**To do**
Copy out verbatim the part of the circular helix text below, starting with "Expression of Circular" and going on through "sector \( APP_1\)".

A helix which lies on a surface of circular cylinder is called a circular helix. It is also called right circular helix. The curvature and torsion of such helix are both constant.
Expression of Circular Helix
Let \( C:\vec{r}=\vec{r}( s )\) be a helix whose generators are taken alond \( z\)-axis and projection of \( C\) on xy plane describe a plane curve \( C_1\).We measure arc length \( s\) of \( C\) from a suitable base point \( A\) such that
ArcAP = s, arcAP1 = \(s_1\)
where
\( P( x,y,z )\) is on C and \( P_1( x,y,0 )\) is on \( C_1\).
Since, tangent to helix makes a constant angle \( \alpha \) with generator \( PP_1\),
\( \angle APP1 =\alpha \)
Now, from sector \( APP_1\)
\( z=s \cos \alpha \) and \( s_1=s \sin \alpha \)
So
\( s=\frac{s_1}{\sin \alpha }\)

**Dataset records**
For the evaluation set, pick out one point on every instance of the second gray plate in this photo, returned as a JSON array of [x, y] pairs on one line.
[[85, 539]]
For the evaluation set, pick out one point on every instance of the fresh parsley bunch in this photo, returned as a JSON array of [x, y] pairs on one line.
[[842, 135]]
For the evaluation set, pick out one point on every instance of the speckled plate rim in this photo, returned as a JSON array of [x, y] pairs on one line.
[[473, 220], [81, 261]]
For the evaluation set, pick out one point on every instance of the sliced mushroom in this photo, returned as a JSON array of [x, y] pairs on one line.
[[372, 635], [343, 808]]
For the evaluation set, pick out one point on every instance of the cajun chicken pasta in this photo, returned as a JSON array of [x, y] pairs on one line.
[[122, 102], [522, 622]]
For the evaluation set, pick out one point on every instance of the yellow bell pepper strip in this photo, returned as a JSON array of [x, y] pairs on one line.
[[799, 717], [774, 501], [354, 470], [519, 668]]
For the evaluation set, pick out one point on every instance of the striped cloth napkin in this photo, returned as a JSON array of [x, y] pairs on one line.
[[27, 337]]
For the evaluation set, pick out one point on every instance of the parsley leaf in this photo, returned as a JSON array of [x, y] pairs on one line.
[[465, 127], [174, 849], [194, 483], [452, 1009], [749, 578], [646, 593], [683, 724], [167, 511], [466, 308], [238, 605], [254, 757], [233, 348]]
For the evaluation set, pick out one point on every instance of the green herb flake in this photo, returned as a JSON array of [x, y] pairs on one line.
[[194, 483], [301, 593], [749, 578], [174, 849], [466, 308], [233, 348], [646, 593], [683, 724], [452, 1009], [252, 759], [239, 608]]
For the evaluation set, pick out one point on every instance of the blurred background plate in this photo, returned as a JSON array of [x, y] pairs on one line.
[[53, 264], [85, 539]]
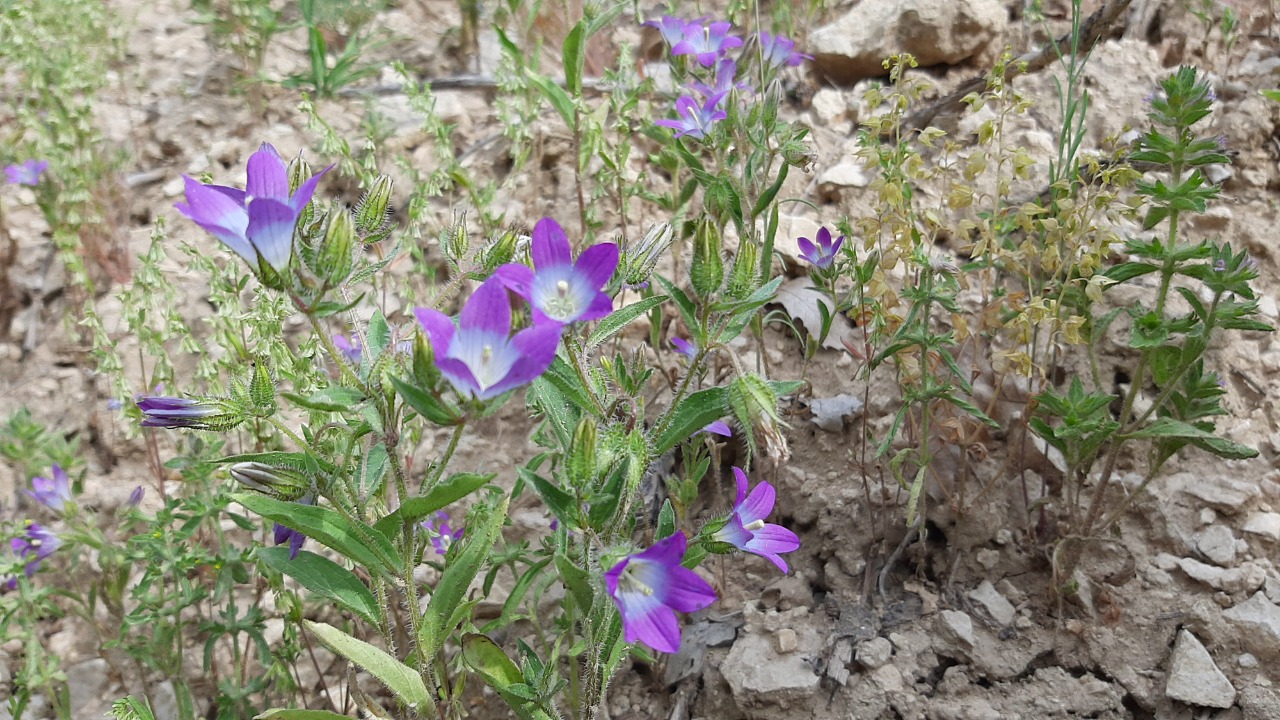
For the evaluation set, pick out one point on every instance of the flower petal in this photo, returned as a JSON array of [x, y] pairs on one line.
[[597, 264], [268, 177], [270, 231], [549, 245], [488, 310]]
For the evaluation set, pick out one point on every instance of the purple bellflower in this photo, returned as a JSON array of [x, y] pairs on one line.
[[442, 534], [746, 529], [778, 51], [707, 42], [695, 119], [53, 492], [558, 288], [650, 587], [256, 222], [823, 253], [480, 356], [27, 172]]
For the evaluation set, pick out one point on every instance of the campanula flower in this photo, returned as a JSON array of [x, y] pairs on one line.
[[777, 51], [695, 119], [557, 287], [823, 253], [650, 587], [440, 532], [27, 172], [746, 529], [707, 42], [256, 222], [159, 411], [480, 356]]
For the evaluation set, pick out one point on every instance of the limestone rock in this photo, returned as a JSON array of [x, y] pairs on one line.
[[938, 32], [1000, 609], [1194, 678]]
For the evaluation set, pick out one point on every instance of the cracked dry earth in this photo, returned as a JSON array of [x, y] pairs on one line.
[[1178, 614]]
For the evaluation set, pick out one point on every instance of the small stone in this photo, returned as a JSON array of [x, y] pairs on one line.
[[874, 654], [1000, 609], [785, 639], [1266, 524], [1194, 678], [1216, 543]]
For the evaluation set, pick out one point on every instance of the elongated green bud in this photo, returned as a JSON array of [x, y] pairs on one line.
[[273, 481], [581, 452], [373, 214], [337, 253], [707, 270]]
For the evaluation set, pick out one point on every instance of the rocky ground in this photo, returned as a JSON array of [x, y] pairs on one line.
[[1179, 613]]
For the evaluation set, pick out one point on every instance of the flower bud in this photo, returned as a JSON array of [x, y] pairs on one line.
[[373, 217], [640, 259], [581, 452], [273, 481], [707, 270]]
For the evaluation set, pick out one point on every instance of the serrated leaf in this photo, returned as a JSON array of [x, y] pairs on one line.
[[327, 579], [398, 678], [351, 538]]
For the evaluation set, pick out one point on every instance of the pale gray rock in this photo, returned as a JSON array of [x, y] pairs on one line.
[[1000, 609], [1216, 543], [938, 32], [874, 654], [1194, 678]]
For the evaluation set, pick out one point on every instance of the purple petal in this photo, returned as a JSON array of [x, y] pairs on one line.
[[551, 246], [438, 327], [517, 278], [268, 177], [597, 264], [270, 231], [488, 310]]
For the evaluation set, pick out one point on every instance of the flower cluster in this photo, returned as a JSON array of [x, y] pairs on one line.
[[709, 44], [652, 586]]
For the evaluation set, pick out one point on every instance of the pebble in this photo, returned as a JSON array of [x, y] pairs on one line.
[[1194, 678]]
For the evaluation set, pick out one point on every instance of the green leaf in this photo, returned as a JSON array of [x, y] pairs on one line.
[[444, 493], [1171, 428], [351, 538], [400, 678], [483, 531], [327, 579], [613, 323], [426, 404]]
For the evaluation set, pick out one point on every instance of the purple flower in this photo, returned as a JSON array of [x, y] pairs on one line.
[[822, 254], [160, 411], [51, 492], [480, 356], [561, 290], [708, 42], [256, 222], [746, 529], [27, 172], [777, 51], [649, 587], [695, 119], [442, 534]]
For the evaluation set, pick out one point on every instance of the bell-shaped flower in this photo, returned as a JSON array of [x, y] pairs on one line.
[[746, 529], [823, 253], [256, 222], [557, 287], [480, 356], [53, 492], [650, 587]]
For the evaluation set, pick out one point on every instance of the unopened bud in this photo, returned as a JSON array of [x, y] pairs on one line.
[[707, 270], [273, 481], [337, 253], [373, 213]]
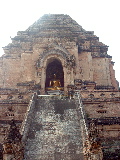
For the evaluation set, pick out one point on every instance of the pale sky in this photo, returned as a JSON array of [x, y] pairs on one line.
[[100, 16]]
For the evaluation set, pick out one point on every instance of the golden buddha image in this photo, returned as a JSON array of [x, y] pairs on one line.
[[54, 84]]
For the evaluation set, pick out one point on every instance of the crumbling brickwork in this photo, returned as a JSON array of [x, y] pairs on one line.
[[84, 62]]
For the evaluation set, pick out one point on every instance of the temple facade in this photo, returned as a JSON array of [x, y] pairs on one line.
[[57, 57]]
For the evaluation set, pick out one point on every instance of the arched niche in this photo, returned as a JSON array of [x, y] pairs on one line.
[[54, 66]]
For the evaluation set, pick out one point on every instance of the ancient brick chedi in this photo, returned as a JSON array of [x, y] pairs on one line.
[[56, 56]]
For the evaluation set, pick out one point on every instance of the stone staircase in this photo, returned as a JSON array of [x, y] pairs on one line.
[[53, 129]]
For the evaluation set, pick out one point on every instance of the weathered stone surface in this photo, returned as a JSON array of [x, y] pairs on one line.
[[85, 66], [54, 132]]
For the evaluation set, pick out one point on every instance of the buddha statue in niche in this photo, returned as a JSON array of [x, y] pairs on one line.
[[54, 84]]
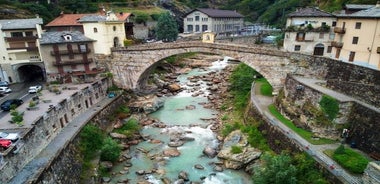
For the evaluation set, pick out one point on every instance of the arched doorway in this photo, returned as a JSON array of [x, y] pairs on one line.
[[116, 42], [319, 49]]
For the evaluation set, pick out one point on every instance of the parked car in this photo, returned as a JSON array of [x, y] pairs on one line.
[[34, 89], [4, 84], [5, 143], [10, 136], [4, 89], [6, 106]]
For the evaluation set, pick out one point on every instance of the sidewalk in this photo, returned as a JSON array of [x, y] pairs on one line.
[[316, 151], [35, 167]]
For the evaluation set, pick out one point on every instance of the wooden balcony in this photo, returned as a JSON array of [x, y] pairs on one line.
[[73, 62], [339, 30], [66, 52], [337, 44]]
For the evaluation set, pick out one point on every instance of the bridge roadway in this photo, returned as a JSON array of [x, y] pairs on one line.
[[316, 151]]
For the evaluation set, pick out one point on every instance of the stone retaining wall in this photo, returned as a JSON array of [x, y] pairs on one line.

**Result of this exercise**
Expression of Circular Helix
Let \( C:\vec{r}=\vec{r}( s )\) be a helix whose generators are taken alond \( z\)-axis and projection of \( C\) on xy plane describe a plane curve \( C_1\).We measure arc length \( s\) of \( C\) from a suitable base point \( A\) such that
ArcAP = s, arcAP1 = \(s_1\)
where
\( P( x,y,z )\) is on C and \( P_1( x,y,0 )\) is on \( C_1\).
Since, tangent to helix makes a constant angle \( \alpha \) with generator \( PP_1\),
\( \angle APP1 =\alpha \)
Now, from sector \( APP_1\)